**Source passage**
==*==

5 Things To Do in Your 30s for a Better Future

5 Things To Do in Your 30s for a Better Future

Are you soon to be turning 30? It might be safe to assume that by now perhaps you might have crossed a couple of milestones in your career, reached mid-management level or senior management, or perhaps have left everything to start your venture and are now seeing it reap in rewards. You might have the expertise of many things but the question would be do you know about your own money? Are you in control of it yet? If not, here are five must-dos for financial planning and wealth management in your 30s.

Accelerate your Debt Repayment Process

If you have an education loan or any other kind of personal loan, it is a good idea to repay it as early as possible. Personal or consumer loans are expensive. Financial professionals do not recommend taking loans for spending on products that give you instant gratification. The saying goes if you cannot afford it, you should not buy it and this advice holds up most of the time. Your repayment of current loans heavily determines future loans and a good credit score may help you in the future also you paying more than your premium will lessen the amount of interest incurred on the borrowed money.

Increase your Savings Account

In your 30s, you are more likely to be earning more than in your 20s. When you have more disposable income, do not end up spending more extravagantly. You should start increasing your savings amount in your savings account. You also get to take the benefit of compounding interest. Hence, the sooner you start saving, the faster your set of money will grow. In your 30s you need to start allocating funds for long-term goals such as buying a house, children’s education, retirement, and any other long-term goals that you may have.

Insurance Products

Life insurance is an essential part of any individual’s financial portfolio. Especially if you are in your 30s, your responsibilities increase or will increase further. The best age to buy a life insurance policy is 35 because you pay lesser premiums and get a larger sum insured. It is cheaper to purchase life insurance when you are in your 30s with each year that goes by your life insurance premiums increase. Besides, it's hard to predict when your health condition would be in the future. Purchasing life insurance now in good health can save you quite some money.

 If you have already purchased a life insurance policy, take a relook at your insurance policy. Understand the returns on each of the policies you have in force. See if you are adequately insured. If you are not then you will have to adjust your insurance policies. As a rule, your sum assured should be at least 10 times your annual income. Next, you should check your medical insurance policy. If you do not have one, it is highly advised you buy one even if your employer has provided you with an insurance cover.

==*==

**Work instruction 1**
Answer from the article on financial planning in your 30s:
(a) Which kinds of loans does it call expensive?
(b) What age does it name as the best for buying a life insurance policy?
(c) As a rule, the sum assured should be at least how many times your annual income?
**Work instruction 2**
List every section heading in the article on financial planning in your 30s.
**Work instruction 3**
Continue the article on financial planning in your 30s from its last sentence.
The data that comes next is unrelated to the article on financial planning in your 30s.

**Supplied data**

==*==

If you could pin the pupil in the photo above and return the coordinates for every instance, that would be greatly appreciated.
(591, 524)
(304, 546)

==*==

**Answer area 1**
(a) Personal or consumer loans.
(b) 35.
(c) At least 10 times.

**Answer area 2**
Accelerate your Debt Repayment Process
Increase your Savings Account
Insurance Products

**Answer area 3**
You should also do the same if you have critical illness insurance. If you do not have critical illness cover, it is often advised that you buy a critical illness plan at a young age. Buying at an early stage (the 30s) helps as health risks are less and so are the premiums.

Structure Your Investment Portfolio

When your insurance products are in a structure and you have adequate protection, do the same with your investment portfolio. Diversify and rebalance your investments. Once in your 30s, you can take more risks overall. We recommend sticking with mutual funds and exchange-traded funds. They offer much-needed diversification at a relatively less cost. Index funds are simple and relatively stable, making them a good choice for the core of your portfolio. Depending on your risk tolerance and comfort level, choose the products that best suit you. If you are not able to do that on your own, we provide consultation or you can seek assistance from other sources. You can also check with financial professionals, who will help structure your portfolio for a fee. At this age, you should invest most, if not entirely, in stocks because of their greater potential long-term gains.

Spend on Good Things

Wealth management does not mean that you only save and do not spend. The purpose of building savings and investments is to ensure that you can do things that you love. For instance, if you plan to travel every year to an international destination, you should be able to finance that trip without any financial stress. You can set short-term funds to fulfill your short-term goals. Know the difference when to spend and when to not. Moreover, you must explore different savings and investment plans to help you with better money management in the future.